--- Fragmento del texto ---
........
En sus estudios, le gustaba particularmente la filosofía y la retórica. En un primer
momento se dedicó a la enseñanza y se casó. Después, como su hermano y su
hermana, se dedicó totalmente a la vida ascética. Más tarde, fue elegido obispo de
Nisa, convirtiéndose en pastor celoso, conquistando la estima de la comunidad.
Acusado de malversaciones económicas por sus adversarios herejes, tuvo que
abandonar brevemente su sede episcopal, pero después regresó triunfalmente (Cf.
Epístola 6: SC 363,164-170), y siguió comprometiéndose en la lucha por defender la
auténtica fe.
Tras la muerte de Basilio, como recogiendo su herencia espiritual, cooperó sobre todo
en el triunfo de la ortodoxia. Participó en varios sínodos; trató de dirimir los
enfrentamientos entre las Iglesias; participó en la reorganización eclesiástica y, como
«columna de la ortodoxia», fue uno de los protagonistas del Concilio de Constantinopla
del año 381, que definió la divinidad del Espíritu Santo. Tuvo varios encargos oficiales
por parte del emperador Teodosio, pronunció importantes homilías y discursos
fúnebres, compuso varias obras teológicas.
En el año 394 volvió a participar en un sínodo que se celebró en Constantinopla. Se
desconoce la fecha de su muerte. Gregorio expresa con claridad la finalidad de sus
estudios, objetivo supremo al que dedica su trabajo teológico: no entregar la vida a
cosas banales, sino encontrar la luz que permita discernir lo que es verdaderamente
útil (Cf. «In Ecclesiasten hom.» 1: SC 416,106-146). Encontró este bien supremo en el
cristianismo, gracias al cual es posible «la imitación de la naturaleza divina» («De
professione christiana»: PG 46, 244C).
........
Según el fragmento, ¿en qué año volvió a participar en un sínodo celebrado en Constantinopla? Los datos son un material independiente del fragmento.

--- Sección de datos ---
........
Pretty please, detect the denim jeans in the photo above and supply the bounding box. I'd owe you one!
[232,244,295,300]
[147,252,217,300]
........
--- Respuesta completa ---
En el año 394.